[Records drawn from a data source]

◆ ◆ ◆ ◆ ◆ ◆ ◆

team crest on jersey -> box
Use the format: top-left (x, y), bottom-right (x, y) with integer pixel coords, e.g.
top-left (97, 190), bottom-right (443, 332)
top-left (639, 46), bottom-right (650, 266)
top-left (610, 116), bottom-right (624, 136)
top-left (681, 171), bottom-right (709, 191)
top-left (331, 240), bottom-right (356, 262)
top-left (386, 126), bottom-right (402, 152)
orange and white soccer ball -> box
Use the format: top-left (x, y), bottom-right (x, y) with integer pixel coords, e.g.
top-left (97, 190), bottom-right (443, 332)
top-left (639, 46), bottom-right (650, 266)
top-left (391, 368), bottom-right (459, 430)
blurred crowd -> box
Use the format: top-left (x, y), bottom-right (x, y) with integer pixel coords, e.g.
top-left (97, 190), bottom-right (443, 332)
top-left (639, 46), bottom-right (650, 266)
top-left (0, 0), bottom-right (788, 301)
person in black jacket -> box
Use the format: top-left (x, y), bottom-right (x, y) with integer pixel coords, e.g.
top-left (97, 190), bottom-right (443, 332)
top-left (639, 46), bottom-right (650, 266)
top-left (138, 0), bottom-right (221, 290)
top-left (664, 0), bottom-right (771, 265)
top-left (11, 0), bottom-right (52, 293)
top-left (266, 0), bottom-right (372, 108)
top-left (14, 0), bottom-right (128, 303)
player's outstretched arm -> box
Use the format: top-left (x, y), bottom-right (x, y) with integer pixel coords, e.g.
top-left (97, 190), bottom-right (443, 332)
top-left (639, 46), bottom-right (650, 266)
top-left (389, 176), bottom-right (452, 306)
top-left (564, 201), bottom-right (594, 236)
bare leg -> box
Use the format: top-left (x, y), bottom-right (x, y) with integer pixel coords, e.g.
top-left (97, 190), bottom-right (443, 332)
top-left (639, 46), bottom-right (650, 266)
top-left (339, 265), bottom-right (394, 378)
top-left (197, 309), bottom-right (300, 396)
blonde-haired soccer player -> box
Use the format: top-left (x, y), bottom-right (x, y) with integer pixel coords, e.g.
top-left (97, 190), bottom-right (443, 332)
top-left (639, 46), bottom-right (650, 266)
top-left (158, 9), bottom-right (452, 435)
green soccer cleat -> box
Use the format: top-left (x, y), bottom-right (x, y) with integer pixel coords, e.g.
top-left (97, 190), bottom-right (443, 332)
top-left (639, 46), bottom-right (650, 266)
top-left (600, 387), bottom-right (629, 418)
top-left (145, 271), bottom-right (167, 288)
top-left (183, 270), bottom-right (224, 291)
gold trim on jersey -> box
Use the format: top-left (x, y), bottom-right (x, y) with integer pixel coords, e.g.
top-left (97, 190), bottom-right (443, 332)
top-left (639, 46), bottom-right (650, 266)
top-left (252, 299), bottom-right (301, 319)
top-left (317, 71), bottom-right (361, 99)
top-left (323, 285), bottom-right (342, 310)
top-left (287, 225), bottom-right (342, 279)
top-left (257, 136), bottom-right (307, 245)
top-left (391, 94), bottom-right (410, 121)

◆ ◆ ◆ ◆ ◆ ◆ ◆

▶ [Set problem] Reproduce the entire listing above verbatim, line for line.

▶ [The answer]
team crest on jersey -> box
Use the format: top-left (x, y), bottom-right (x, y) with integer pixel coords, e.g.
top-left (97, 190), bottom-right (443, 332)
top-left (639, 46), bottom-right (650, 266)
top-left (610, 116), bottom-right (624, 136)
top-left (681, 171), bottom-right (709, 191)
top-left (331, 240), bottom-right (356, 262)
top-left (386, 126), bottom-right (402, 152)
orange and white soccer ball -> box
Use the format: top-left (x, y), bottom-right (x, y) with integer pixel coords, e.g.
top-left (97, 190), bottom-right (443, 332)
top-left (639, 46), bottom-right (650, 266)
top-left (391, 368), bottom-right (459, 430)
blurred crowd -> box
Use the format: top-left (x, y), bottom-right (x, y) with integer pixel coords, e.g.
top-left (97, 190), bottom-right (443, 332)
top-left (639, 46), bottom-right (650, 266)
top-left (0, 0), bottom-right (788, 301)
person in black jacket -> box
Use the format: top-left (x, y), bottom-right (x, y) with integer pixel coords, e.g.
top-left (97, 190), bottom-right (443, 332)
top-left (639, 46), bottom-right (650, 266)
top-left (138, 0), bottom-right (221, 290)
top-left (664, 0), bottom-right (771, 265)
top-left (11, 0), bottom-right (52, 293)
top-left (266, 0), bottom-right (372, 108)
top-left (14, 0), bottom-right (128, 303)
player's outstretched arm -> box
Use the format: top-left (x, y), bottom-right (x, y) with integer pixel coords, e.g.
top-left (97, 190), bottom-right (443, 332)
top-left (639, 46), bottom-right (650, 266)
top-left (389, 176), bottom-right (452, 306)
top-left (564, 201), bottom-right (594, 236)
bare leg -> box
Use the format: top-left (x, y), bottom-right (x, y) with integer pixel coords, e.g.
top-left (97, 190), bottom-right (443, 332)
top-left (639, 46), bottom-right (650, 266)
top-left (339, 265), bottom-right (394, 378)
top-left (197, 309), bottom-right (300, 396)
blonde-haired soccer player -> box
Use the format: top-left (x, y), bottom-right (x, y) with integer pixel coords, e.g.
top-left (97, 190), bottom-right (443, 332)
top-left (639, 46), bottom-right (650, 266)
top-left (158, 9), bottom-right (452, 435)
green soccer cleat -> box
Use the format: top-left (x, y), bottom-right (x, y) with integer pixel coords, e.g.
top-left (97, 190), bottom-right (443, 332)
top-left (639, 46), bottom-right (650, 266)
top-left (600, 387), bottom-right (629, 418)
top-left (145, 271), bottom-right (167, 288)
top-left (183, 270), bottom-right (224, 291)
gold trim on jersey -> box
Use the format: top-left (x, y), bottom-right (x, y) with integer pixel coords, e.g.
top-left (97, 190), bottom-right (443, 332)
top-left (639, 46), bottom-right (650, 266)
top-left (252, 299), bottom-right (301, 319)
top-left (317, 71), bottom-right (361, 99)
top-left (323, 285), bottom-right (342, 310)
top-left (287, 225), bottom-right (342, 279)
top-left (257, 136), bottom-right (307, 245)
top-left (391, 94), bottom-right (410, 121)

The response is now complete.